Exercise set:
A: Answer these questions using the profile of Louie's Cleaning & Disaster Restoration:
(i) At what age did Anthony start working for a local cleaning company?
(ii) On what date did Anthony become Louie's official owner?
(iii) How many associates and trucks does Louie's have?
B: Reproduce word for word the passage of the profile of Louie's Cleaning & Disaster Restoration starting at "Making it his" and ending at "and janitorial services.".

Excerpt:
•••

2021 Industry Leaders Review: Louie’s Cleaning & Disaster Restoration
By Amanda Hosey
Anthony Edelen’s journey to success with the now 55-year-old Louie’s Cleaning & Disaster Restoration in Vermillion, South Dakota, has been a busy one, full of learning from other ventures. He has built a company and a life he loves by looking for chances to grow and learn whenever possible.
Forging a path
Anthony started working for a local cleaning company in his hometown at just 14 years old. By the time he was 20 and a sophomore in college, he had started his first cleaning company. He reached out to the owner of the company he worked for in high school for advice, bought the equipment he needed, and created Miracle Detailing, an automotive detailing clinic he used to pay for his travels.
After graduating, Anthony worked in a corporate position in Aspen, Colorado, but he found the corporate mindset unfulfilling and returned to the entrepreneurial life. He started an ATM vending company, brought Miracle Detailing to the area, and opened The Carpet Cleaning Company of Aspen, all by age 23.
Anthony decided to move back to his hometown where he adapted his carpet cleaning business into The Carpet Cleaning Company of Vermillion. At age 28, he was approached with an offer to buy Louie’s Carpet Cleaning Service, and on January 1, 2003, Anthony became Louie’s official owner.
Making it his own
Anthony worked from the start to form Louie’s into his own vision of a successful company. He changed the name to Louie’s Cleaning and Disaster Restoration and began growing it into the successful, one-stop shop it is today. Louie’s covers a large swath of surrounding areas, including all of South Dakota, central and northeast Nebraska, northwest Iowa, and southwest Minnesota with eight associates and five trucks and offers disaster restoration and mitigation with an emphasis on hazardous materials and abatement in addition to carpet cleaning, trauma and crime scene abatement and mitigation, environmental consulting, indoor air quality air assessment and testing, and janitorial services.
Anthony loves the work he does. “Taking homeowners from a precipitous and precarious situation to putting their lives back together,” he says, “it’s these situations that arise where clients find themselves not knowing what to do, and they call Louie’s Cleaning and Disaster Restoration for local expertise with the understanding that we will put them back together [that I like most about the work].”

•••

Records supplied:
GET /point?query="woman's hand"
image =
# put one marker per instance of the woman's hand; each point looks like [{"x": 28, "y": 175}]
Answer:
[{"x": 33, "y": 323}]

•••

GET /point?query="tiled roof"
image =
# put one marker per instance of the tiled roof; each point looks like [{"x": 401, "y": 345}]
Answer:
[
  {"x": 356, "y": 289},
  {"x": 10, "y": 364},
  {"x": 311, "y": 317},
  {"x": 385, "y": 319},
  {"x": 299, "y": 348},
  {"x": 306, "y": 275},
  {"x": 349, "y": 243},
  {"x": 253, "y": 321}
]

•••

Solved problems:
A:
(i) 14 years old
(ii) January 1, 2003
(iii) Eight associates and five trucks

B:
Making it his own
Anthony worked from the start to form Louie’s into his own vision of a successful company. He changed the name to Louie’s Cleaning and Disaster Restoration and began growing it into the successful, one-stop shop it is today. Louie’s covers a large swath of surrounding areas, including all of South Dakota, central and northeast Nebraska, northwest Iowa, and southwest Minnesota with eight associates and five trucks and offers disaster restoration and mitigation with an emphasis on hazardous materials and abatement in addition to carpet cleaning, trauma and crime scene abatement and mitigation, environmental consulting, indoor air quality air assessment and testing, and janitorial services.